§ **What is needed**: Repeat, word for word, the passage of the news report on Minnesota's first remote federal jury trial that opens with the words "According to ACLU-MN, which" and closes with "decided by a jury.".

Minnesota’s U.S. District Court’s first remote jury trial begins Monday.
Chief Judge John R. Tunheim confirmed on Thursday evening that the case, Myriam Parada v. Anoka County, will be his court’s first virtual jury trial.
Up to now, Tunheim said in an email exchange, the court has been limited to virtual bench trials. The court does not have authority under the Coronavirus Aid, Relief, and Economic Security (CARES) Act to conduct remote criminal jury trials, but it can proceed with civil virtual jury trials.
Monday’s trial will be the first time it has done so. “We are hoping this works well so it gives us an option to conduct civil trials during the pandemic,” Tunheim said. The chief judge will preside over the trial.
The case involves Parada, of Ramsey, Minnesota, who was arrested for driving without a Minnesota license after being rear-ended by another car on July 25, 2017.
Parada, who was 20 at the time, entered the country legally as a child and has lived in the United States for years, the ruling says.
According to ACLU-MN, which filed suit on her behalf, responding Coon Rapids Police Officer Nicolas Oman let the other driver go. But he jailed Parada on grounds that he couldn’t validate her identity.
The case uncovered an unwritten policy under which Anoka County Jail workers were required to refer all foreign-born detainees to U.S. immigration officials, regardless of their immigration status, according to Tunheim’s July 30 order in the case.
His order granted summary judgment to Parada on her claim that the county’s policy violates the U.S. Constitution’s 14th Amendment on equal protection grounds.
The judge left the issue of damages to be decided by a jury.
The trial begins Monday at 9 a.m. and is expected to last three days, according to Lynette Kalsnes, communications director for ACLU-MN.

§ **Record extracts**:
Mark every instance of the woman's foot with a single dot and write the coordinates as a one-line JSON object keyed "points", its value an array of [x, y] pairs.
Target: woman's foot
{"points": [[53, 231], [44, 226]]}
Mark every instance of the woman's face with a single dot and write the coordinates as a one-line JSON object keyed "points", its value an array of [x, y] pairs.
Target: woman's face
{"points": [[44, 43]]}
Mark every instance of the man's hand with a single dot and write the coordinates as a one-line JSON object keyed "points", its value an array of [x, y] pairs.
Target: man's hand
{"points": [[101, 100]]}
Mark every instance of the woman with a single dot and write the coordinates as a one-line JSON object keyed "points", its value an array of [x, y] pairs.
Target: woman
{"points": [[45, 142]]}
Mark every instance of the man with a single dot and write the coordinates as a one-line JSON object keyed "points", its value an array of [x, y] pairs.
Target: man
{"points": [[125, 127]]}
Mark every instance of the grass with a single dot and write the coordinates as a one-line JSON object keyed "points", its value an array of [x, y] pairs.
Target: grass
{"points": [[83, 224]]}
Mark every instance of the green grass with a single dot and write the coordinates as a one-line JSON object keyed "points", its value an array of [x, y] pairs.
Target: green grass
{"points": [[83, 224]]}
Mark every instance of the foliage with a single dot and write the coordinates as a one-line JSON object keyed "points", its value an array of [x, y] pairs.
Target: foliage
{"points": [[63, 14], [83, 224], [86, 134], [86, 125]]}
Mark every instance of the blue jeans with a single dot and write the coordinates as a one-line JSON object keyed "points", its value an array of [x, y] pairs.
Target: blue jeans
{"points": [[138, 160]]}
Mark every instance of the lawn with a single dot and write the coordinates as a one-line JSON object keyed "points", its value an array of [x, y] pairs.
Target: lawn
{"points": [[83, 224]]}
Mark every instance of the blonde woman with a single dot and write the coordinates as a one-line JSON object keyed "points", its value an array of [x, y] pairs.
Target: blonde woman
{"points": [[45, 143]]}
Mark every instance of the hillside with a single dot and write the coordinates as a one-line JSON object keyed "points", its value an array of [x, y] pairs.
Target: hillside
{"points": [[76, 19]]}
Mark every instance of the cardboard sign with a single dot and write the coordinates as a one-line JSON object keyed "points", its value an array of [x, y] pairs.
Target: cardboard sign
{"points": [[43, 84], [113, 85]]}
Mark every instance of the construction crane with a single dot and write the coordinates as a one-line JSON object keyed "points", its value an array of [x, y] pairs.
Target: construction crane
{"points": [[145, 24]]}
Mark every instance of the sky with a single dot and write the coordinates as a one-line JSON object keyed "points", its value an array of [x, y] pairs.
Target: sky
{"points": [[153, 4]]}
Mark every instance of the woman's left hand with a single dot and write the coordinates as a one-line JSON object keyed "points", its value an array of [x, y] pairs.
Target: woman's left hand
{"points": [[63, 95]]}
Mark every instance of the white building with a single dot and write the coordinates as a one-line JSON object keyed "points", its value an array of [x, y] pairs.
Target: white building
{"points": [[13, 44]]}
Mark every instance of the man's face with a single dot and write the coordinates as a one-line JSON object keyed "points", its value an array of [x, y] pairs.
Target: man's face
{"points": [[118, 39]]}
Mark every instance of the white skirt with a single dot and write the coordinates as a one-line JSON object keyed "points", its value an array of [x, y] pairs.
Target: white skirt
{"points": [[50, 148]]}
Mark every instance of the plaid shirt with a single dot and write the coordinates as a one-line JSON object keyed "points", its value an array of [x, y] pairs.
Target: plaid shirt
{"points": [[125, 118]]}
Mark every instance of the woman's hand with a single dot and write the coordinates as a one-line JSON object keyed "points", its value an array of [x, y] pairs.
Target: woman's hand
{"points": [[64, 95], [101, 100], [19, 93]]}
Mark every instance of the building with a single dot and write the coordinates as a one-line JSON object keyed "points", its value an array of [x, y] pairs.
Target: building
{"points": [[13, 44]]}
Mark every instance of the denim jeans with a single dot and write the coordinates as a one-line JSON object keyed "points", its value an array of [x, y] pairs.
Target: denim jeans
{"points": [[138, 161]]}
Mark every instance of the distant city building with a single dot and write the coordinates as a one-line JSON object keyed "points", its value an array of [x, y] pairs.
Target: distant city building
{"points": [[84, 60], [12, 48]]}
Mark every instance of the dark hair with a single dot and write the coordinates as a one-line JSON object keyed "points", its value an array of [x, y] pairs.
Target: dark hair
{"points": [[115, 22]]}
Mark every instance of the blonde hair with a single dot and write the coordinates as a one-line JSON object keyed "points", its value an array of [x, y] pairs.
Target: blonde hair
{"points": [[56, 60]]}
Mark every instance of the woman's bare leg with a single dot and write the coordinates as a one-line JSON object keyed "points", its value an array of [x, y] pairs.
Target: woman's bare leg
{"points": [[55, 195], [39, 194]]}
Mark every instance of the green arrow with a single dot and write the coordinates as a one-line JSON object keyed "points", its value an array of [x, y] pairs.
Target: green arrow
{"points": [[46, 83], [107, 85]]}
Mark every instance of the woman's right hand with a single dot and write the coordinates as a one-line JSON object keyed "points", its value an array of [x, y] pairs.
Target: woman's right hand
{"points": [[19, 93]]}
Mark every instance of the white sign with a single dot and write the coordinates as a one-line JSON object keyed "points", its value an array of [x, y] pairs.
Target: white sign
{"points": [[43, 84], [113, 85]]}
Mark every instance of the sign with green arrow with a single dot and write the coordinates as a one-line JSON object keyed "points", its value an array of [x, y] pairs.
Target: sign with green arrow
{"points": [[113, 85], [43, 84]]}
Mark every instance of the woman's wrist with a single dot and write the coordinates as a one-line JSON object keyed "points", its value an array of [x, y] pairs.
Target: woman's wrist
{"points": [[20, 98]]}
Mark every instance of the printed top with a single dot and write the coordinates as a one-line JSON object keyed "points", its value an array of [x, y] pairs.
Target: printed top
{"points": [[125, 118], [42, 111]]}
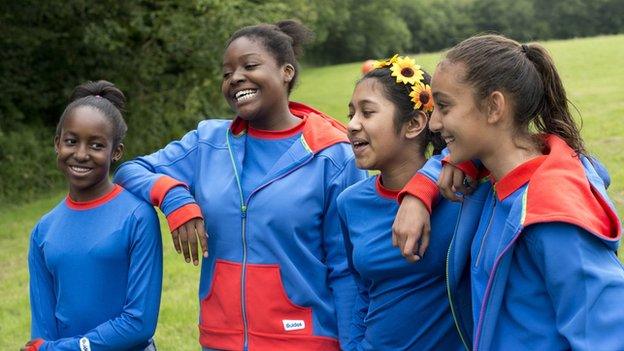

§ **Reply to the task**:
According to ACLU-MN, which filed suit on her behalf, responding Coon Rapids Police Officer Nicolas Oman let the other driver go. But he jailed Parada on grounds that he couldn’t validate her identity.
The case uncovered an unwritten policy under which Anoka County Jail workers were required to refer all foreign-born detainees to U.S. immigration officials, regardless of their immigration status, according to Tunheim’s July 30 order in the case.
His order granted summary judgment to Parada on her claim that the county’s policy violates the U.S. Constitution’s 14th Amendment on equal protection grounds.
The judge left the issue of damages to be decided by a jury.